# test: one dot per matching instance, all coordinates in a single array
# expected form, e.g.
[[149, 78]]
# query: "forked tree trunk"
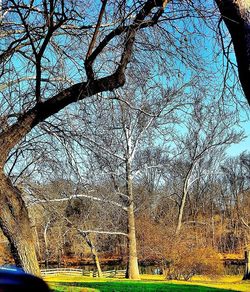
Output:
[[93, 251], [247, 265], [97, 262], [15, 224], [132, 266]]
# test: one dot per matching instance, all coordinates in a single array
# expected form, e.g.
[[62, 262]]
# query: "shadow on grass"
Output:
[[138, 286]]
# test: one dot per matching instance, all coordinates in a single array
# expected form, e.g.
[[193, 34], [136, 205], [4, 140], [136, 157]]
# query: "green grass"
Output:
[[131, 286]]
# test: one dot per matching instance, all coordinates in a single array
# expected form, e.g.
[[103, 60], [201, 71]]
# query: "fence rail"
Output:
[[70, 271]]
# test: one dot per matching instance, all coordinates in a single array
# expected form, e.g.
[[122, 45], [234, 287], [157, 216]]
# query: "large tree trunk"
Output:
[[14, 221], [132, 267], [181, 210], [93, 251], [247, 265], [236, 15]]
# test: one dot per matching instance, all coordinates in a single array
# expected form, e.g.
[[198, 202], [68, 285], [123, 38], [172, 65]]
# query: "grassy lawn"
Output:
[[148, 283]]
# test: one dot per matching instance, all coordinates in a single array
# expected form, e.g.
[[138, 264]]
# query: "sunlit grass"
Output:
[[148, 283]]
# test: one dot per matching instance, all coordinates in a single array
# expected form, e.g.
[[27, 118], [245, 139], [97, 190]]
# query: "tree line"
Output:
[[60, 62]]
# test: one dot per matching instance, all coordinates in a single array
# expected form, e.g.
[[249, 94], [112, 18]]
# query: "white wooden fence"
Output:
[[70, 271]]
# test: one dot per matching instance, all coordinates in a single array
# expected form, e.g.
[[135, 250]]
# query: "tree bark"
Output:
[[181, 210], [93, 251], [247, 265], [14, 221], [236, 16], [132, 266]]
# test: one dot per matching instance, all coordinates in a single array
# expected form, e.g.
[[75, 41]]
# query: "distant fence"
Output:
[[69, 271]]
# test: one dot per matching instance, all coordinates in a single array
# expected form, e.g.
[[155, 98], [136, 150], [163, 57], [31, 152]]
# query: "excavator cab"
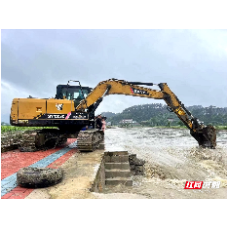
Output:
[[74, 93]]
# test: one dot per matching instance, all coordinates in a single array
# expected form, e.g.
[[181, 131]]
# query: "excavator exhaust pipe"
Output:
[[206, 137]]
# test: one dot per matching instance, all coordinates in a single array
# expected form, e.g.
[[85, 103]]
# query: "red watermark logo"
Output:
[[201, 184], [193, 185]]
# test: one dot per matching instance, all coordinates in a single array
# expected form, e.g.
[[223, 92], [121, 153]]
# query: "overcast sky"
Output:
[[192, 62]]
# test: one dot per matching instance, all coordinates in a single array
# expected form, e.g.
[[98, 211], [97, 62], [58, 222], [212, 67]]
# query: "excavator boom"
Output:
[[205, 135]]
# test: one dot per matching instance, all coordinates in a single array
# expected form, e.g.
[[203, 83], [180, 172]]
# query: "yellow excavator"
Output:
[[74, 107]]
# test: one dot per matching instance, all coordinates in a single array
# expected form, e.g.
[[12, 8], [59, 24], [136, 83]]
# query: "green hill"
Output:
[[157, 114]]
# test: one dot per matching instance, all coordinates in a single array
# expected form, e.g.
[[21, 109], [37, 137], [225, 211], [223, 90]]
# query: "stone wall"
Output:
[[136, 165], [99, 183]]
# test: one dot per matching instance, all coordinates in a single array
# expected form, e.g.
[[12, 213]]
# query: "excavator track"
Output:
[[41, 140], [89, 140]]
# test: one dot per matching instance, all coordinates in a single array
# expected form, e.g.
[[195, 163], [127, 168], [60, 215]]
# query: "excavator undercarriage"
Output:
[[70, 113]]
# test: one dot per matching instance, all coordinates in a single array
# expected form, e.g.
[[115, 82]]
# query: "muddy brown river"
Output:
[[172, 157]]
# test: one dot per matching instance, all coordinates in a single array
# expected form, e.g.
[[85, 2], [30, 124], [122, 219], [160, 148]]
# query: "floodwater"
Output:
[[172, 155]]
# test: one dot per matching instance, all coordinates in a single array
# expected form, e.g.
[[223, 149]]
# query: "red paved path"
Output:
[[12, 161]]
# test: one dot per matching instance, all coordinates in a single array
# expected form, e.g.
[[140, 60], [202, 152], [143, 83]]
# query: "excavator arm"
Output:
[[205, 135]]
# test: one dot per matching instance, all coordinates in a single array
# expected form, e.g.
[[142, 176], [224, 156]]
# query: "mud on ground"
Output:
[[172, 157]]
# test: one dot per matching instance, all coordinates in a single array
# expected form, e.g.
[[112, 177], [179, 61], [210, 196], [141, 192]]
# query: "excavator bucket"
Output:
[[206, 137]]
..........
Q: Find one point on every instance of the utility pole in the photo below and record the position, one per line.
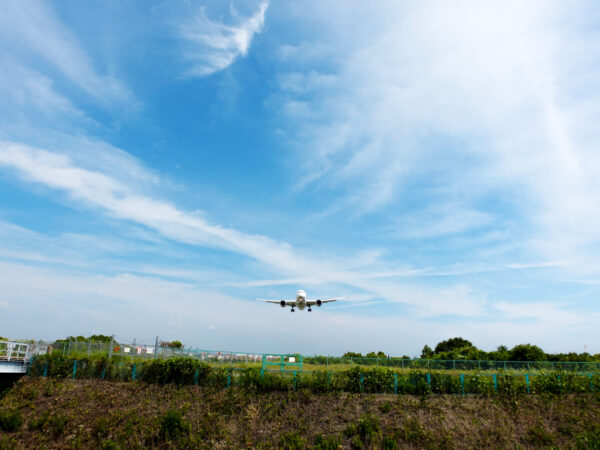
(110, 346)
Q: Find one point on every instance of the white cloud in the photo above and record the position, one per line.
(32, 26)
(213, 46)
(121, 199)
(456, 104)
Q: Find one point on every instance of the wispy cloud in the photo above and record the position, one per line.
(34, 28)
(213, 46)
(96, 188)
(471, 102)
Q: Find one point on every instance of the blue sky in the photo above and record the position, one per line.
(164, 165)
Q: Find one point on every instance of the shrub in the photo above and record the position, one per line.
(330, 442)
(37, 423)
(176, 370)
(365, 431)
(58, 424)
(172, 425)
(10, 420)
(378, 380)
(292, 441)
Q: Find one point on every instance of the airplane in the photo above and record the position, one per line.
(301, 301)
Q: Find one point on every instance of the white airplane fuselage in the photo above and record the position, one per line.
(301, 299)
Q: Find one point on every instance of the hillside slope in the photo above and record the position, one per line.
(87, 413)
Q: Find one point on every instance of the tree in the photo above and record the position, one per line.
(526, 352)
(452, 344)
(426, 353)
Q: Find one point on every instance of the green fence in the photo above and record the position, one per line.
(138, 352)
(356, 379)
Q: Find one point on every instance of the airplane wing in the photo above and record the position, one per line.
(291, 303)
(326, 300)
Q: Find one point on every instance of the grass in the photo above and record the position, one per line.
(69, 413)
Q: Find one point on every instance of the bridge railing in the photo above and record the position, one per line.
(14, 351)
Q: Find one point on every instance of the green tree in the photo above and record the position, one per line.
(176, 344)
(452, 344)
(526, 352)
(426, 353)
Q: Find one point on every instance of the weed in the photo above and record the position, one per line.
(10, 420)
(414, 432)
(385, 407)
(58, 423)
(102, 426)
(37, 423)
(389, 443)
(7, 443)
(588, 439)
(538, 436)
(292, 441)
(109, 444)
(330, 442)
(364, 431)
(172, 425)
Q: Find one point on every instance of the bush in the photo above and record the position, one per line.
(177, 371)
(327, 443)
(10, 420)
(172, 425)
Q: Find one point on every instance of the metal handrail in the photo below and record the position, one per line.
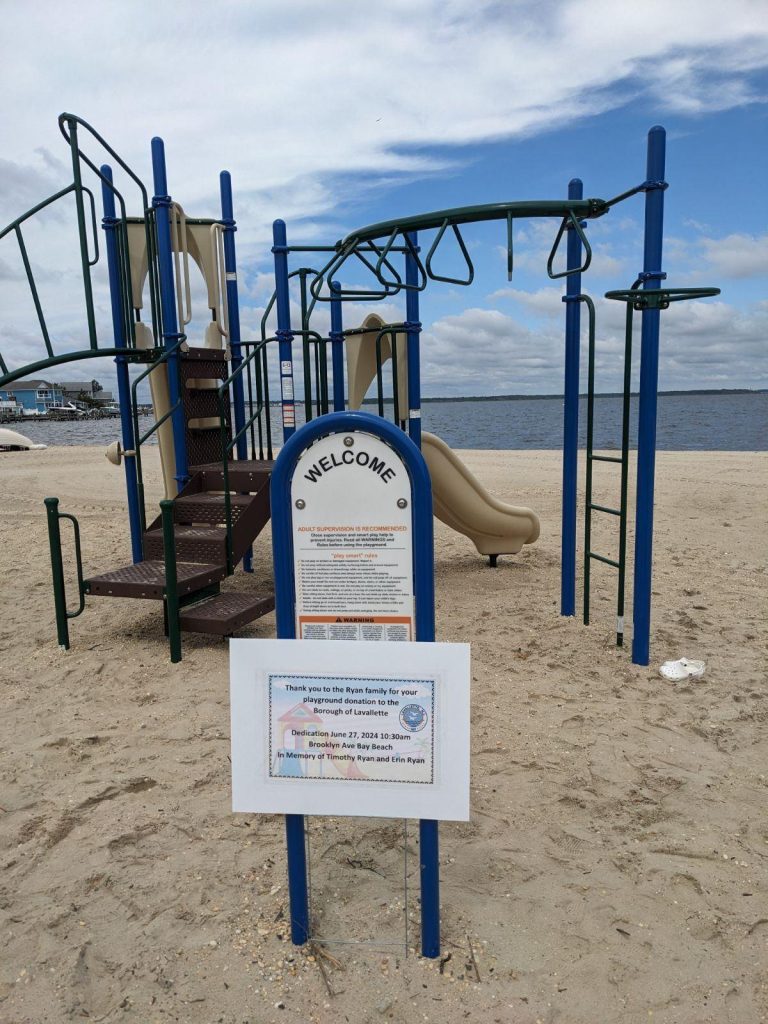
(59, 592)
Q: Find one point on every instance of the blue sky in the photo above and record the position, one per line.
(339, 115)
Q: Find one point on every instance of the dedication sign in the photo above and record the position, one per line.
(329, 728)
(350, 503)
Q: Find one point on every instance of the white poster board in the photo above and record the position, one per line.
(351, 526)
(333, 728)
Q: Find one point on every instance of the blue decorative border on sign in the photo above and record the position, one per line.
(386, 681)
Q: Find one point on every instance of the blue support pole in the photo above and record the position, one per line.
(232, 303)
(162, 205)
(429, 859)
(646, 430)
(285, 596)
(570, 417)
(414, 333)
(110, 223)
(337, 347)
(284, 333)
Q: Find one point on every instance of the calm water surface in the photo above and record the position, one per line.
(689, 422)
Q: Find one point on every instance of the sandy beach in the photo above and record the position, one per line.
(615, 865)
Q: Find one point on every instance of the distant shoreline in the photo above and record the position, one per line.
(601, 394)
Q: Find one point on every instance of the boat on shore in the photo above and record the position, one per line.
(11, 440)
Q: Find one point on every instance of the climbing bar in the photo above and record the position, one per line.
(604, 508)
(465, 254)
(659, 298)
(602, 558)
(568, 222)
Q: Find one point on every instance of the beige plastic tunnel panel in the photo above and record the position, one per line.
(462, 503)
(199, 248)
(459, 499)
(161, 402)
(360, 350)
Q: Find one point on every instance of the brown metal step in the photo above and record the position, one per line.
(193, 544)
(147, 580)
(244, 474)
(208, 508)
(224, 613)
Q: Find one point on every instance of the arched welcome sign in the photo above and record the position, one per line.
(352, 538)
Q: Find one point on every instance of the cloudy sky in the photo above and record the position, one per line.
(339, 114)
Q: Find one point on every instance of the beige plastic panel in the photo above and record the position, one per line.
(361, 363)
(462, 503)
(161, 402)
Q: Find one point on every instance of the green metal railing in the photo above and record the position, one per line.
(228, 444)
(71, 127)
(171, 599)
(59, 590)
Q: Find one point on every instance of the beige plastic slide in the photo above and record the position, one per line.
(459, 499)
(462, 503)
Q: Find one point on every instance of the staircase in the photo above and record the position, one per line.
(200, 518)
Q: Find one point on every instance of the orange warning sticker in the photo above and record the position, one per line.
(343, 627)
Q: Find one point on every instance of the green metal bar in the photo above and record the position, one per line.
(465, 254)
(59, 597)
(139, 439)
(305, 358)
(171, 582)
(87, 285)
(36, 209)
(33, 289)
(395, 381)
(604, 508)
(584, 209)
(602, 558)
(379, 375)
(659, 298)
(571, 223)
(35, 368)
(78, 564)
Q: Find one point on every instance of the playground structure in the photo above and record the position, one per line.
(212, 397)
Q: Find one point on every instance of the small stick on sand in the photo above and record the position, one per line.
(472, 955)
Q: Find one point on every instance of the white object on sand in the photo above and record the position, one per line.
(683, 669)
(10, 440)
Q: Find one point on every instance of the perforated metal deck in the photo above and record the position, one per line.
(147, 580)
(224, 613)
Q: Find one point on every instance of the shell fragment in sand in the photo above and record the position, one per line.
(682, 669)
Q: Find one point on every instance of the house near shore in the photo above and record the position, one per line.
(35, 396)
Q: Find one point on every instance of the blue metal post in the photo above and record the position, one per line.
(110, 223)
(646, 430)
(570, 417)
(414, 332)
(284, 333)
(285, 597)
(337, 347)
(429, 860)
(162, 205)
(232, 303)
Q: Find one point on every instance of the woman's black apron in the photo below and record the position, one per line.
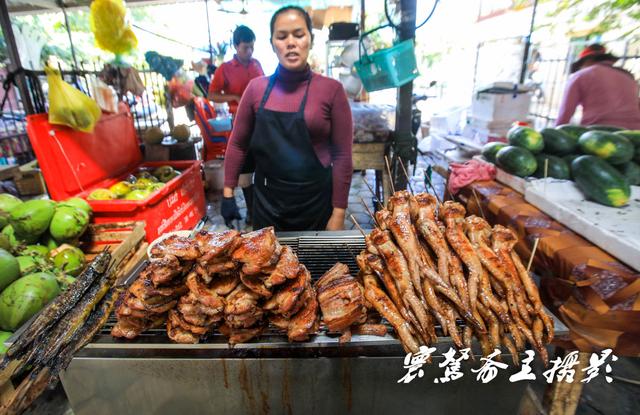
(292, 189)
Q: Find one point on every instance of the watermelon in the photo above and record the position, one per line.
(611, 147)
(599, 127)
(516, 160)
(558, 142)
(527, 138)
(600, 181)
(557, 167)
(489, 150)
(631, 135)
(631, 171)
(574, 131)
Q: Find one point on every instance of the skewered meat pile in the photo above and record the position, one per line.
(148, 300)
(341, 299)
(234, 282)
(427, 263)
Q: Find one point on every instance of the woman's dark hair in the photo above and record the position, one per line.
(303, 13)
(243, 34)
..........
__What the task asks__
Pull out every line of the items above that contains the word "green" and copy each one unchanged.

__Task response__
# query: "green grass"
# query: "green hill"
Q: Find one point on every instance of the green fence in the photo above and record the position, one per line.
Q: Find one point on every instance of the green tree in the photo above and record the position, one per line.
Q: Find one point on every instance of the green metal railing in the photo above and record the position, one per line.
Q: Find one point on every instance of the green metal bar in the photo above and record the position, one per line.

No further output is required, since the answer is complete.